[Begin SELECTED EXCERPT]

# Stitching and Calibration

Configure stitched video, output alignment, calibration captures, and dome calibration.

Last validated: 2026-05-05

Use this page when a project combines several camera views, aligns Streamer output before encoding, or calibrates an Oden Dome Player installation.

## Stitched video workflow

Stitched video combines multiple video inputs into one calibrated source. Use it when several cameras must produce one operator view, a dome source, or another composite view before streaming. It can also remove fisheye distortion from a single camera. Use a `Stitched Video` entity when the calibrated rig is created on the Streamer side. On the Player, a received stitched source is selected like another Remote Streamer video source; a plain `2D Video` only displays a flat source and does not run calibration.

1.  Add the camera inputs first and confirm every input preview updates.
    
2.  Add a `Stitched Video` entity.
    
3.  Add the input cameras to the stitched video.
    
4.  Capture calibration images with the calibration target visible.
    
5.  Review captured images and marker detection.

[End SELECTED EXCERPT]

**WHAT YOU NEED TO DO:**
1. From the stitching and calibration page, extract the stretch from "# Stitching and" through "input preview updates.".
2. List the five numbered steps of the stitched video workflow given on the stitching and calibration page.
3. Render this sentence from the stitching and calibration page in Spanish: "It can also remove fisheye distortion from a single camera."

[Begin SUPPLIED MATERIAL]

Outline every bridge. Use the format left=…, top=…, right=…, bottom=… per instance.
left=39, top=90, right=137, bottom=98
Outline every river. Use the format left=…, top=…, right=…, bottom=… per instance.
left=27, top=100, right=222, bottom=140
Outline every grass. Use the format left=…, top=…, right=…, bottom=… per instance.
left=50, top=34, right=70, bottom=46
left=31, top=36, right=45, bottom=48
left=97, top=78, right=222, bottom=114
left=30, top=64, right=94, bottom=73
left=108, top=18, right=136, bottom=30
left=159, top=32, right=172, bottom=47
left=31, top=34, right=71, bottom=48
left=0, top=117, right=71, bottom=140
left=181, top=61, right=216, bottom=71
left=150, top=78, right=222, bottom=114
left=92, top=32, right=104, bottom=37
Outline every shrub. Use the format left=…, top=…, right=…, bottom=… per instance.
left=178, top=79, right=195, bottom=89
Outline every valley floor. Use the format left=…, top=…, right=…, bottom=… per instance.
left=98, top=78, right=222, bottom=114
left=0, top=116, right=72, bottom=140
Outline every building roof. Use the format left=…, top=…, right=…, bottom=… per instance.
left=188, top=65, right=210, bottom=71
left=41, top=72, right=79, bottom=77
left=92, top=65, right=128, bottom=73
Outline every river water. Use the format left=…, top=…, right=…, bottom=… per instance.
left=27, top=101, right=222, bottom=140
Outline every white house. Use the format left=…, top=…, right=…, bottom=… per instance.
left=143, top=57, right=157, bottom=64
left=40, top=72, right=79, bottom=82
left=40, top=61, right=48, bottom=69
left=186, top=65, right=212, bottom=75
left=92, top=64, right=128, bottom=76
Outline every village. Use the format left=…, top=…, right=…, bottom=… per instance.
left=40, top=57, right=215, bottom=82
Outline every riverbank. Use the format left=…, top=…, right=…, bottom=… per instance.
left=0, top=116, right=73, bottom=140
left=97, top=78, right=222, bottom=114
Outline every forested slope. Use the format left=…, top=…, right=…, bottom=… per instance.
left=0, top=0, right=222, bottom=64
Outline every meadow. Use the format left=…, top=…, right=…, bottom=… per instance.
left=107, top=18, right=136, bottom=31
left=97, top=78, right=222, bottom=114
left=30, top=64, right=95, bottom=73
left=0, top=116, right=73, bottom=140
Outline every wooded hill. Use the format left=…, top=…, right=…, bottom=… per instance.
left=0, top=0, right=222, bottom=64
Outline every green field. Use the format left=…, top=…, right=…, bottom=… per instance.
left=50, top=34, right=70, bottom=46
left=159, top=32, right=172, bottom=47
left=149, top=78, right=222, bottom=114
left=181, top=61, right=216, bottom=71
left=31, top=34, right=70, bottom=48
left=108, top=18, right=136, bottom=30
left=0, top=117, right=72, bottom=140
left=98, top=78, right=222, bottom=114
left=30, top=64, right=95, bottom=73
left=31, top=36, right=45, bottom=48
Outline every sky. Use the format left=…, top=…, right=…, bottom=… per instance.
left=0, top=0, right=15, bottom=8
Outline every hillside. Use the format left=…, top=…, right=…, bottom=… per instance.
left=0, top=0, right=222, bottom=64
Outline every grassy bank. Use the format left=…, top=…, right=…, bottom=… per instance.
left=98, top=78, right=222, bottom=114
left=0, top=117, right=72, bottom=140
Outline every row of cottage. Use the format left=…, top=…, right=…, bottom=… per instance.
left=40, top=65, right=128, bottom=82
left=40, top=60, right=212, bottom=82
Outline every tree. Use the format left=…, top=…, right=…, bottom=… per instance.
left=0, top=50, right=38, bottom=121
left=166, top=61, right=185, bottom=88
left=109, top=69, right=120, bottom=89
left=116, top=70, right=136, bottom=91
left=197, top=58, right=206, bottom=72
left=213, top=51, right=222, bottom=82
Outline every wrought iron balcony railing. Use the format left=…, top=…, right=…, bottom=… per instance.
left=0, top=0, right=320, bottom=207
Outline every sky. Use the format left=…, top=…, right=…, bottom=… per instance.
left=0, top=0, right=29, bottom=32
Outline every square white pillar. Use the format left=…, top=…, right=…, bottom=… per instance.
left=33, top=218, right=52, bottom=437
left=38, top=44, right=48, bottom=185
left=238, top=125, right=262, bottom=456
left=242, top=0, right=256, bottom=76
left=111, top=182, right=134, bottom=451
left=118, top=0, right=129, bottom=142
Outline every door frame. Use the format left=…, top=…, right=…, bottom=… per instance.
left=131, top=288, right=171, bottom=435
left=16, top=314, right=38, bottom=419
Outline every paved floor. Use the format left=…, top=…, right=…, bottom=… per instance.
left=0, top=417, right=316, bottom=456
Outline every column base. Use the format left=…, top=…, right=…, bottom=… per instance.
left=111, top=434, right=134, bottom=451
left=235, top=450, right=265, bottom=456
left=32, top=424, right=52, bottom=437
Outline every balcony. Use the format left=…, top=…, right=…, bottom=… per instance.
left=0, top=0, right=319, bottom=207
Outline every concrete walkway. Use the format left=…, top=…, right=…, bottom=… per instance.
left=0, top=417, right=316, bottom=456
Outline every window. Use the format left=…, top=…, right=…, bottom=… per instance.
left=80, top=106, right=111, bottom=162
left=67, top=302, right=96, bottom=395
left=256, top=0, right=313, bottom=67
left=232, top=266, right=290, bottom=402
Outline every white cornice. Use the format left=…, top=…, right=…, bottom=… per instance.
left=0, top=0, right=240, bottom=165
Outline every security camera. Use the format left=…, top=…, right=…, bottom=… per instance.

[End SUPPLIED MATERIAL]

**TASK ANSWERS:**
1.
# Stitching and Calibration

Configure stitched video, output alignment, calibration captures, and dome calibration.

Last validated: 2026-05-05

Use this page when a project combines several camera views, aligns Streamer output before encoding, or calibrates an Oden Dome Player installation.

## Stitched video workflow

Stitched video combines multiple video inputs into one calibrated source. Use it when several cameras must produce one operator view, a dome source, or another composite view before streaming. It can also remove fisheye distortion from a single camera. Use a `Stitched Video` entity when the calibrated rig is created on the Streamer side. On the Player, a received stitched source is selected like another Remote Streamer video source; a plain `2D Video` only displays a flat source and does not run calibration.

1.  Add the camera inputs first and confirm every input preview updates.

2.
1. Add the camera inputs first and confirm every input preview updates.
2. Add a `Stitched Video` entity.
3. Add the input cameras to the stitched video.
4. Capture calibration images with the calibration target visible.
5. Review captured images and marker detection.

3. También puede eliminar la distorsión de ojo de pez de una sola cámara.